Restate the entries below verbatim.

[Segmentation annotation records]
++++++++++++++++++++
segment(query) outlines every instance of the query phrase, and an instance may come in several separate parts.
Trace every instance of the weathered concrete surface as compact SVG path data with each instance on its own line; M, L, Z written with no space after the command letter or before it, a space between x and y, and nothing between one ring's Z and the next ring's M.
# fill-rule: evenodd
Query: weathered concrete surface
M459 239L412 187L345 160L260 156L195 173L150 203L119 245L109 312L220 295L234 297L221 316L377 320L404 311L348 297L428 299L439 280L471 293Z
++++++++++++++++++++
[WRITTEN REPLY]
segment(query) outlines every instance of the query phrase, and an instance may come in several separate parts.
Trace every instance of the weathered concrete surface as compact SVG path data with each instance on its own line; M, L, Z written with no space after the command letter or before it, a space between x and y, and nothing between one ring's Z and the next ring's M.
# fill-rule: evenodd
Query: weathered concrete surface
M459 239L412 187L345 160L260 156L195 173L150 203L119 245L109 312L220 295L234 297L221 316L377 320L404 311L348 297L428 299L439 280L471 293Z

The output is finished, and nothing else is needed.